[What the task requires] Can you lay out all of the entries below as a two-column CSV with the columns request and answer? Give one row per request, put each field in quotes with line breaks turned into spaces, and leave the pictures out.

(Object detection data)
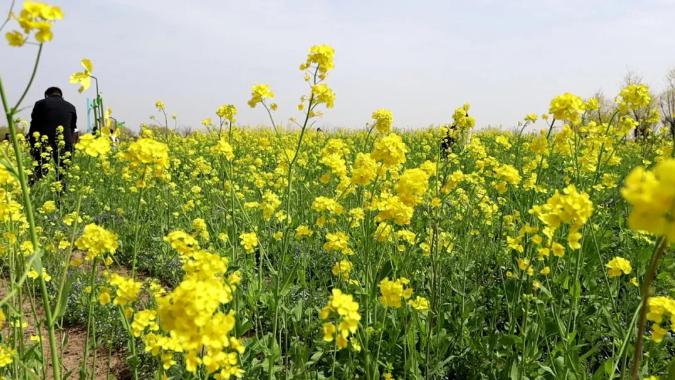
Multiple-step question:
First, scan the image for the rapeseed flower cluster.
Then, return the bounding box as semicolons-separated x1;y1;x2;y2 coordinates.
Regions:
621;159;675;242
319;289;361;351
5;1;63;47
530;185;593;249
548;92;585;124
75;223;119;260
371;108;394;133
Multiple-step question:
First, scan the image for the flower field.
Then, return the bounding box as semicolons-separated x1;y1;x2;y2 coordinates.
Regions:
0;2;675;379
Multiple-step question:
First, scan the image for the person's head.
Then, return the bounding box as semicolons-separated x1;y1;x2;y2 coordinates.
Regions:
45;87;63;98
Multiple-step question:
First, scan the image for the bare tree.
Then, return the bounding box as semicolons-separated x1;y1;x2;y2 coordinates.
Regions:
659;69;675;140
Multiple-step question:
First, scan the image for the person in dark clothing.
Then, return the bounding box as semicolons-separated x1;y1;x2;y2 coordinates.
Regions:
28;87;77;185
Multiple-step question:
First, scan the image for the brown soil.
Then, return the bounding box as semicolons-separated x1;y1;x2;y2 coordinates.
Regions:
0;278;125;380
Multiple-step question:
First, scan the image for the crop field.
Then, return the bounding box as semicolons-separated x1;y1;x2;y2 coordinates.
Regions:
0;2;675;379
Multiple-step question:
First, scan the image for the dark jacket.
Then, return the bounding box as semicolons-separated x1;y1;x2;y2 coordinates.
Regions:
28;96;77;151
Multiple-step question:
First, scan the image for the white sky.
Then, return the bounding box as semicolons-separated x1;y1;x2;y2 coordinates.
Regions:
0;0;675;128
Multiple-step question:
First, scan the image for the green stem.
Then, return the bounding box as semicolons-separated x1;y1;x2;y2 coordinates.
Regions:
630;237;668;380
0;51;61;380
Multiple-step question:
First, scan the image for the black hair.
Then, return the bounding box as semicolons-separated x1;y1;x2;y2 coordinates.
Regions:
45;87;63;97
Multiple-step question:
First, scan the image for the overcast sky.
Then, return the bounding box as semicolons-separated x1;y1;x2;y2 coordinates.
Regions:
0;0;675;128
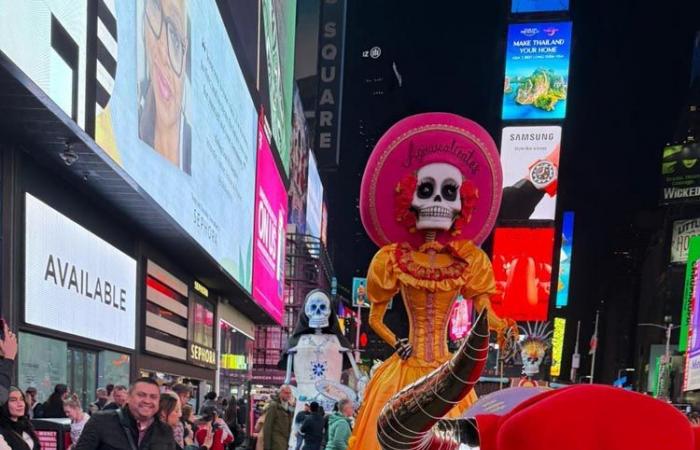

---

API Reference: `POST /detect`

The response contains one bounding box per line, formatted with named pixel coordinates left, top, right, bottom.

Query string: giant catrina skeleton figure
left=360, top=113, right=700, bottom=450
left=350, top=113, right=514, bottom=450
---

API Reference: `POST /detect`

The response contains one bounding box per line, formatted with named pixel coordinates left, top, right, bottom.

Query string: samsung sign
left=24, top=194, right=136, bottom=349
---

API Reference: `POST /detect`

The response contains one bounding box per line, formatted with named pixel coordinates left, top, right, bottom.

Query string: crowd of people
left=0, top=324, right=354, bottom=450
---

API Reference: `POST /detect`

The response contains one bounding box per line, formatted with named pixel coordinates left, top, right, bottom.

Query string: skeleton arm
left=284, top=347, right=297, bottom=384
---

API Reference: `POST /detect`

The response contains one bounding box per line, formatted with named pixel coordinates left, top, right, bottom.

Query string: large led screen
left=306, top=152, right=323, bottom=239
left=253, top=119, right=287, bottom=324
left=24, top=194, right=137, bottom=349
left=491, top=228, right=554, bottom=321
left=679, top=237, right=700, bottom=391
left=0, top=0, right=89, bottom=128
left=555, top=211, right=574, bottom=308
left=95, top=0, right=257, bottom=291
left=502, top=22, right=571, bottom=120
left=500, top=126, right=561, bottom=221
left=511, top=0, right=569, bottom=14
left=262, top=0, right=297, bottom=172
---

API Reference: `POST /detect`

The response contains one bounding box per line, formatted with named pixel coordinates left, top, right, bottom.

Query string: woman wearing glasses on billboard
left=138, top=0, right=191, bottom=173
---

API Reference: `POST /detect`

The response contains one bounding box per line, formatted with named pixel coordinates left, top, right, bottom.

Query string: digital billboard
left=549, top=317, right=566, bottom=377
left=253, top=122, right=287, bottom=324
left=661, top=142, right=700, bottom=204
left=511, top=0, right=569, bottom=14
left=679, top=237, right=700, bottom=391
left=262, top=0, right=297, bottom=173
left=491, top=227, right=554, bottom=322
left=678, top=236, right=700, bottom=354
left=289, top=89, right=309, bottom=234
left=306, top=152, right=323, bottom=239
left=555, top=211, right=574, bottom=308
left=95, top=0, right=257, bottom=292
left=671, top=219, right=700, bottom=263
left=502, top=22, right=571, bottom=120
left=499, top=126, right=561, bottom=221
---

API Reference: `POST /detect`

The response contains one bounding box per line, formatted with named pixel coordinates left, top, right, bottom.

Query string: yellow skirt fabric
left=348, top=354, right=476, bottom=450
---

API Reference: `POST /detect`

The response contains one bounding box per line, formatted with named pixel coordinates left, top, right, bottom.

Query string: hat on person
left=360, top=113, right=503, bottom=247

[Written reply]
request,answer
"Multiple-step question: First, scan the image for the rapeseed flower cluster. Then, return the bounding box as semicolons-separated x1;y1;x2;y2 coordinates. Regions:","621;159;675;242 319;289;361;351 5;1;63;47 530;185;593;249 548;92;585;124 75;223;119;260 371;108;394;133"
"Multiple-step question: First, scan the image for the flower field. Then, return the bounding box as semicolons-separated x1;y1;x2;y2 coordinates. Regions:","0;2;675;379"
"Multiple-step question: First, scan the image for the person's head. Then, return the bounding box as semicolons-separated x1;y1;x2;y2 coordinates. Regions:","45;87;63;98"
"Multiple-step question: First, scan the image for the bare tree. Then, return the bounding box as semicolons-separated x1;y1;x2;y2 coordinates. Regions:","659;69;675;140"
"Multiple-step question: First, scan the image for the person in dark clothing. Then, return the bounding box as semicolons-separated x1;y1;x2;y2 coordinates. Regions:","28;87;77;185"
"Multiple-step question: First, scan the image for the brown soil. Then, return the bounding box as semicolons-separated x1;y1;x2;y2 coordinates. Regions:","0;278;125;380"
"Multiple-step question: First, scan the image for the crop field. Then, return the bounding box as semicolons-separated x1;y1;x2;y2 coordinates. Regions:","0;2;675;379"
"Multiple-step question: First, scan the image for the dark jacket. Then, return the bounding box as semicolons-separated x1;y1;x2;y2 coordinates. Regions:","28;96;77;151"
"Multiple-step question: First, scan the image for the white sky. Then, return the bounding box as semicolons-separated x1;y1;x2;y2 coordinates. Regions:","0;0;675;128"
"Multiple-step question: First, scan the image for the green stem. Then, return the bounding box as semicolons-separated x1;y1;x2;y2 coordinates. Regions:","630;237;668;380 0;51;61;380"
"Multiple-step question: First, scan the image for the black hair. Then, return the bounding box as semicolons-separated x1;y1;x2;y2 coordinates. Regions:","45;87;63;97"
"Multiple-step question: First, scan the image for the overcast sky. Then, return the bounding box as semicolons-separated x1;y1;x2;y2 coordinates. Regions:","0;0;675;128"
"--- API Reference: `POST /detect` The response contains one bounding box per line, formatted with named pixel coordinates left, top, right, bottom. Query string: giant catrina skeleton figure","left=360, top=113, right=700, bottom=450 left=350, top=113, right=514, bottom=450"
"--- API Reference: `POST /detect` The response contains one bounding box per line, formatted with named pixel coordinates left, top, right, bottom. Query string: samsung sign","left=24, top=194, right=136, bottom=349"
"--- API Reference: `POST /detect` The response contains one bounding box per line, formatted with named pixel coordinates left, top, right, bottom. Query string: crowd of people","left=0, top=324, right=354, bottom=450"
"--- API Reference: `POST /detect` The response contains one bounding box per line, formatted with named pixel coordinates left, top, right, bottom. Query string: skeleton arm","left=284, top=347, right=297, bottom=384"
"--- API Reference: `POST /detect` The response contains one bounding box per line, formatted with named pixel coordinates left, top, right, bottom. Query string: large led screen","left=306, top=152, right=323, bottom=239 left=253, top=119, right=287, bottom=324 left=24, top=194, right=137, bottom=349 left=491, top=228, right=554, bottom=321 left=679, top=237, right=700, bottom=391 left=0, top=0, right=89, bottom=128 left=555, top=211, right=574, bottom=308 left=95, top=0, right=257, bottom=291 left=502, top=22, right=571, bottom=120 left=500, top=126, right=561, bottom=221 left=511, top=0, right=569, bottom=14 left=262, top=0, right=297, bottom=172"
"--- API Reference: `POST /detect` The response contains one bounding box per line, formatted with named pixel coordinates left, top, right, bottom. Query string: woman wearing glasses on billboard","left=138, top=0, right=191, bottom=173"
"--- API Reference: `POST /detect` The response contains one bounding box per line, formatted with named pixel coordinates left, top, right, bottom. Query string: digital billboard","left=549, top=317, right=566, bottom=377 left=253, top=122, right=287, bottom=324 left=661, top=142, right=700, bottom=204 left=511, top=0, right=569, bottom=14 left=679, top=237, right=700, bottom=391 left=262, top=0, right=297, bottom=173 left=491, top=227, right=554, bottom=322 left=678, top=236, right=700, bottom=354 left=289, top=89, right=309, bottom=234 left=306, top=152, right=323, bottom=239 left=555, top=211, right=574, bottom=308 left=95, top=0, right=257, bottom=292 left=671, top=219, right=700, bottom=263 left=502, top=22, right=571, bottom=120 left=499, top=126, right=561, bottom=221"
"--- API Reference: `POST /detect` The response contains one bounding box per line, formatted with named pixel coordinates left, top, right, bottom. Query string: yellow skirt fabric","left=348, top=354, right=476, bottom=450"
"--- API Reference: `POST /detect` The response contains one bounding box per line, formatted with named pixel coordinates left, top, right, bottom. Query string: hat on person","left=360, top=113, right=503, bottom=247"